TASKS TO COMPLETE >>
(A) Please list every dollar amount that appears with a dollar sign in the Tesla stock article, headline included.
(B) Write the next part of the Tesla stock article, picking up after its last sentence.

GIVEN TEXT >>
• • • • •

Tesla
Tesla Stock Holds Steady Near $397 as Investors Brace for July 22 Earnings After Delivery Rebound Today

Shares of Tesla traded largely flat on Wednesday, rising 0.23%, or 92 cents, to $397.10 as of 11:38 a.m. EDT, as investors continued weighing the electric vehicle maker's improving delivery trends against broader questions about its valuation ahead of next week's second-quarter earnings report.

Tesla is scheduled to report its official second-quarter financial results after markets close on Wednesday, July 22. Analysts currently expect the company to post earnings of $0.52 per share on revenue of approximately $25.88 billion for the quarter, according to consensus estimates.

A Delivery Beat That Reshaped the Narrative

Wednesday's relatively muted trading follows a significant shift in Tesla's underlying business narrative earlier this month. The company reported 480,126 vehicle deliveries for the second quarter of 2026 on July 2, representing a 25% increase from the prior year and topping Wall Street's average forecast of around 406,000 deliveries by a wide margin.

• • • • •

Point placement records:
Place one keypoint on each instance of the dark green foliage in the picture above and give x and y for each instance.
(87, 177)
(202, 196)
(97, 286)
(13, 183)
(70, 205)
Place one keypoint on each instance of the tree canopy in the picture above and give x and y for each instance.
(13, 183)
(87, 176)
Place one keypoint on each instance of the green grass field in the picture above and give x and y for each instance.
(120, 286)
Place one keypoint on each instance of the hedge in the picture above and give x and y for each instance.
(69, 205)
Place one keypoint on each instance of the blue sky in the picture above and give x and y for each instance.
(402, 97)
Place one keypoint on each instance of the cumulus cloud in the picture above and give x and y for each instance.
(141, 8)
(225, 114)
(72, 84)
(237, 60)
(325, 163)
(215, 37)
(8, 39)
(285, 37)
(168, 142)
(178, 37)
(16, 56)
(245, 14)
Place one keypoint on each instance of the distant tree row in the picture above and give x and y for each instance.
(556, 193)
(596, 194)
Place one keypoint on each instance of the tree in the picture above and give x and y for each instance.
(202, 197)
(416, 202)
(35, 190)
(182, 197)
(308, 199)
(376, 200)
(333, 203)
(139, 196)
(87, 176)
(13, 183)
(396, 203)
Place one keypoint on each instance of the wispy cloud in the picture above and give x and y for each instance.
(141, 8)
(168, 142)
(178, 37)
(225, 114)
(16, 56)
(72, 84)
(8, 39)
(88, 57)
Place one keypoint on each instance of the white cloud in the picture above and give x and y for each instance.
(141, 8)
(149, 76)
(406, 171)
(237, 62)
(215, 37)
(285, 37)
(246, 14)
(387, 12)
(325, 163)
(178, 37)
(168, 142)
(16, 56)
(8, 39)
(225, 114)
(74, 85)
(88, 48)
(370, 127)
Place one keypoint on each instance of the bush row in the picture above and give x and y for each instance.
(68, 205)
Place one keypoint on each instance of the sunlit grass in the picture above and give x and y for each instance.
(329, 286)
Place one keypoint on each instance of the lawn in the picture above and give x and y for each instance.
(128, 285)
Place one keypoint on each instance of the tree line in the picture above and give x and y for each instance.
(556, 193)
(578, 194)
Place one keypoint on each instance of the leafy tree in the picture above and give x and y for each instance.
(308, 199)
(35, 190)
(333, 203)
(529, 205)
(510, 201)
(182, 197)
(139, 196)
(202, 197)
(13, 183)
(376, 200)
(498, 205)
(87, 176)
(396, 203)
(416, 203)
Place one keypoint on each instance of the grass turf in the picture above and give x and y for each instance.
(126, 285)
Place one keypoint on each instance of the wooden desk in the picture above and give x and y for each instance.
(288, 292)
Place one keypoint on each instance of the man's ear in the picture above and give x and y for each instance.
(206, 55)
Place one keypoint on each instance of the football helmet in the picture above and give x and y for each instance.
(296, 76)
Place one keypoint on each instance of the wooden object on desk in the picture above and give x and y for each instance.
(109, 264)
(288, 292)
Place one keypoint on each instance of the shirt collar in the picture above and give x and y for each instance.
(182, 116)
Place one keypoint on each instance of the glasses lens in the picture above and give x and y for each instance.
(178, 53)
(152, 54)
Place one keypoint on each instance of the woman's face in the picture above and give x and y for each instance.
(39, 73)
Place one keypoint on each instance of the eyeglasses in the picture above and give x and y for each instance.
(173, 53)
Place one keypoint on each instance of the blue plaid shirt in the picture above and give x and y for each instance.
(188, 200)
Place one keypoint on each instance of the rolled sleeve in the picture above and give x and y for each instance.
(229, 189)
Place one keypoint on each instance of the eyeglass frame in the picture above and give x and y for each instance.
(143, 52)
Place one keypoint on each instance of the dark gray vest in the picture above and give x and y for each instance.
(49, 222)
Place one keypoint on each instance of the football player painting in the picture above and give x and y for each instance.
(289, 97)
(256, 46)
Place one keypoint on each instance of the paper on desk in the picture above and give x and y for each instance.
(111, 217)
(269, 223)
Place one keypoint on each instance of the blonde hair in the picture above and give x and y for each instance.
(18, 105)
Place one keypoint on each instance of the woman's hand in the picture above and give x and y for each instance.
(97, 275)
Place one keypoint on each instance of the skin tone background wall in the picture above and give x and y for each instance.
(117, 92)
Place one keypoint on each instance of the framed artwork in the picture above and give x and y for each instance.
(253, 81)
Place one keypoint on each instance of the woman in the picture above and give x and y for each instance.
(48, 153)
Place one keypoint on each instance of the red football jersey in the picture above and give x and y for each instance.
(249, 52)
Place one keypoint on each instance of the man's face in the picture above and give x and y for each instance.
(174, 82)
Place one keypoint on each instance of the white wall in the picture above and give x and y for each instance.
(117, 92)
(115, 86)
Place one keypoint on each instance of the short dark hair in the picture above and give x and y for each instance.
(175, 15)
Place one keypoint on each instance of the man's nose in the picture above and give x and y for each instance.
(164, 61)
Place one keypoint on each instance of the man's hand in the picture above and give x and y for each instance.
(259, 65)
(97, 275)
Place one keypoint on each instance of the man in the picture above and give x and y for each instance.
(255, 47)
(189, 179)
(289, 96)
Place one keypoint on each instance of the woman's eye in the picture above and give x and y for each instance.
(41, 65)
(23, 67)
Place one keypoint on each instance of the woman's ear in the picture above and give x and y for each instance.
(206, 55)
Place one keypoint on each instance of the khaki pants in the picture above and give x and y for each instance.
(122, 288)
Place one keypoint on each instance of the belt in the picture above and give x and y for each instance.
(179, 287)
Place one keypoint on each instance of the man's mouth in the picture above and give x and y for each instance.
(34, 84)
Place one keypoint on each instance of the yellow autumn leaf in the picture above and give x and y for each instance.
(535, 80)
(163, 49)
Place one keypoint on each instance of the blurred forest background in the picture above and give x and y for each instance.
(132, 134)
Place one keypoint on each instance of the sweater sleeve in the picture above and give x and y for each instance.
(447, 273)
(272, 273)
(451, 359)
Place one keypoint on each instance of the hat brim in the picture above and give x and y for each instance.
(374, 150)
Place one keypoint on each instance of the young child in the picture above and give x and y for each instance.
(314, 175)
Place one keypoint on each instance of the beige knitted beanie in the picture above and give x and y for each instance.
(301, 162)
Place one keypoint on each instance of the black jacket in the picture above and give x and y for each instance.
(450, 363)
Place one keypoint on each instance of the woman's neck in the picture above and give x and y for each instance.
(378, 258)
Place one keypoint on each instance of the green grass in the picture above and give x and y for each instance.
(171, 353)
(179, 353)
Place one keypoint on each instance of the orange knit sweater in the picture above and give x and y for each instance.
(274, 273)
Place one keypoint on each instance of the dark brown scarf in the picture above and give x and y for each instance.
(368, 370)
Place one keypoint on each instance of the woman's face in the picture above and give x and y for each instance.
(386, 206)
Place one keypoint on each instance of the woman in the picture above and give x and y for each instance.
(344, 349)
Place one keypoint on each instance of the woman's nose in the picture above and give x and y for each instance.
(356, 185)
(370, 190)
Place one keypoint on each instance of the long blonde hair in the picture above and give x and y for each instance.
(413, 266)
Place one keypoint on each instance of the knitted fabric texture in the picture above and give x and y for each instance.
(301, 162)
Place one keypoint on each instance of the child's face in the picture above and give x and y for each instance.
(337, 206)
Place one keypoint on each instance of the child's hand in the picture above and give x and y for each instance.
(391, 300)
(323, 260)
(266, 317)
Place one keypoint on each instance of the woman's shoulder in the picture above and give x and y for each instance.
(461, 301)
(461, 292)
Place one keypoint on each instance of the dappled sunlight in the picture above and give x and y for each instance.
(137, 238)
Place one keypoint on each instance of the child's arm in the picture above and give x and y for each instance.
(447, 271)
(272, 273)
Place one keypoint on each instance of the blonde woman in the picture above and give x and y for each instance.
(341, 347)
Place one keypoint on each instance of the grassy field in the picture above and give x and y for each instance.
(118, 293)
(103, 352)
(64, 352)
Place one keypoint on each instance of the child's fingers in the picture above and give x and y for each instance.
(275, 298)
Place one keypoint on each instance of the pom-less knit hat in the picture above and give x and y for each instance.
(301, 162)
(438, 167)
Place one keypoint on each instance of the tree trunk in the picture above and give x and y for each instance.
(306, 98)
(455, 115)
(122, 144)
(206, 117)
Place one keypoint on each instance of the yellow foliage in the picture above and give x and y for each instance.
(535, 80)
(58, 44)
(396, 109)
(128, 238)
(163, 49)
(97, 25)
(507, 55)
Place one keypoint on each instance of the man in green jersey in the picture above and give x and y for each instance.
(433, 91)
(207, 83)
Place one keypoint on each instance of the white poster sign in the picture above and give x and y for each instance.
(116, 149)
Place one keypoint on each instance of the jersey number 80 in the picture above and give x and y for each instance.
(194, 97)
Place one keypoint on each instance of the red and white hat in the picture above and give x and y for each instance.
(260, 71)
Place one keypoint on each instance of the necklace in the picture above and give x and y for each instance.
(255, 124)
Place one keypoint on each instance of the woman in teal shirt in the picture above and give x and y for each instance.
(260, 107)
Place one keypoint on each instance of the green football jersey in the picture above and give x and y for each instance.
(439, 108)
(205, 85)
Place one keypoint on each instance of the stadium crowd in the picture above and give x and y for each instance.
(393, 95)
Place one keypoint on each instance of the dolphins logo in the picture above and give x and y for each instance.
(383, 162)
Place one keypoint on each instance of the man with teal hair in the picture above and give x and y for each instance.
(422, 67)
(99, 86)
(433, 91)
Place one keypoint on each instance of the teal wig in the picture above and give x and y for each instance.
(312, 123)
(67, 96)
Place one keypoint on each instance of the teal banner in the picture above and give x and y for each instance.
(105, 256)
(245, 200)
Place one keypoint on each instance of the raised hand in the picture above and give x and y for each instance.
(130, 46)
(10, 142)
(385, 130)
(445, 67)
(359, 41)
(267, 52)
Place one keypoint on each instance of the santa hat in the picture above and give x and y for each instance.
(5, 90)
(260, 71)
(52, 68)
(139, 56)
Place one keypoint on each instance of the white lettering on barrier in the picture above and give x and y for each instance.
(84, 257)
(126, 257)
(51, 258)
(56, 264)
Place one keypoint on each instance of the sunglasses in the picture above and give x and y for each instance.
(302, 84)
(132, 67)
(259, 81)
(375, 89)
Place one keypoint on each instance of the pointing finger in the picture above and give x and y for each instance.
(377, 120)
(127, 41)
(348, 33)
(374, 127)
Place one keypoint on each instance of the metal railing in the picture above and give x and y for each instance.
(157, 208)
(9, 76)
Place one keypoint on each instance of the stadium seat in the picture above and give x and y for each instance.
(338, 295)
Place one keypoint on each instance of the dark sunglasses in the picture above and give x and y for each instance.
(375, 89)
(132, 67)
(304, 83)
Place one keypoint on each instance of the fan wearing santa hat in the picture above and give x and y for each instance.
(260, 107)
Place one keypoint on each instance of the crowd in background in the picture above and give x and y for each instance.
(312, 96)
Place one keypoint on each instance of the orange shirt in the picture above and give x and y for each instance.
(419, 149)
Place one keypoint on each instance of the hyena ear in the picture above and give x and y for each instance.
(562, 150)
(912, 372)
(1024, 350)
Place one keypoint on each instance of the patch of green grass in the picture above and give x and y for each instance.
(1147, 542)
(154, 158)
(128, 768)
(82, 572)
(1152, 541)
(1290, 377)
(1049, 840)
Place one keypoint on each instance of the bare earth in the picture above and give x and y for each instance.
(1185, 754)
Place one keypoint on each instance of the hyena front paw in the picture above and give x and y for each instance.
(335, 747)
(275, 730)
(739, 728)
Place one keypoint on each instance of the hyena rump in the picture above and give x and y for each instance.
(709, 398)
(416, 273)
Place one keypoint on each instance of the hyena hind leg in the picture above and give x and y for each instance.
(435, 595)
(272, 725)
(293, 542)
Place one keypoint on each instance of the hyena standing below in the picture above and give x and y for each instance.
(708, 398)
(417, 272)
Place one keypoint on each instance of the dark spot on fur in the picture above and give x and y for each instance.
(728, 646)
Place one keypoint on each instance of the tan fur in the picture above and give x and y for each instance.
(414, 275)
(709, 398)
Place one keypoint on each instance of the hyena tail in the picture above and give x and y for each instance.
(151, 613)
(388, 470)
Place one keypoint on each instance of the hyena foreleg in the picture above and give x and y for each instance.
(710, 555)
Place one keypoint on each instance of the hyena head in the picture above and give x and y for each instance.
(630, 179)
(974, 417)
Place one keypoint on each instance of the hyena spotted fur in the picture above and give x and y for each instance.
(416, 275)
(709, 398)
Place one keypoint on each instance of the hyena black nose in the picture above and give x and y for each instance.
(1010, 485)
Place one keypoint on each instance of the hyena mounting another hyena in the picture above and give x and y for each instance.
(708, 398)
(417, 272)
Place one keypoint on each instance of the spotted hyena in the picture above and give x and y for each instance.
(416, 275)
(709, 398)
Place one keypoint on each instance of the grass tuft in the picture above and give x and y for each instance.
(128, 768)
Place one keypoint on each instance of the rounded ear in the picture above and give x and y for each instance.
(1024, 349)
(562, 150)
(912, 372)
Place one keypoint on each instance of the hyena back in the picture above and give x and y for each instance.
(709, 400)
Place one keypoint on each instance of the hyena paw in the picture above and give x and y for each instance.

• • • • •

RESPONSE LIST >>
(A) $397, $397.10, $0.52, $25.88 billion

(B)
That result followed 358,023 deliveries during the first quarter, up 6% from the year-earlier period, marking the second consecutive quarter of delivery growth after two straight years of declining electric vehicle sales for the company. The rebound has offered investors a tentative signal that Tesla's core automotive business may be stabilizing after an extended period of intensifying competition, particularly from lower-cost EV brands that have gained market share in China and Europe.

Geopolitical Tailwinds May Be Fading

Some analysts have pointed to broader geopolitical dynamics as a potential contributing factor behind Tesla's stronger delivery numbers. Rising gasoline prices tied to tensions in the Middle East since February may have pushed some consumers toward electric vehicles during the second quarter, according to market commentary. However, with gas prices having declined more recently amid periods of relative calm in the region, it remains unclear whether that particular tailwind will continue supporting Tesla's sales through the remainder of 2026.

Analysts Raise Price Targets Ahead of Earnings

Despite lingering questions about Tesla's long-term competitive position, several Wall Street analysts have grown more constructive on the stock in recent weeks. UBS raised its price target on Tesla, and Jefferies lifted its price target to $400 from $375, according to recent analyst tracking. UBS specifically cited expectations for a strong second-quarter earnings beat as a factor behind its more bullish stance heading into the report.

Not all analyst commentary has been uniformly positive. Citizens initiated coverage of Tesla with a Market Perform rating, expressing caution specifically around the timeline for the company's broader "physical AI" ambitions, including its robotaxi and humanoid robot initiatives.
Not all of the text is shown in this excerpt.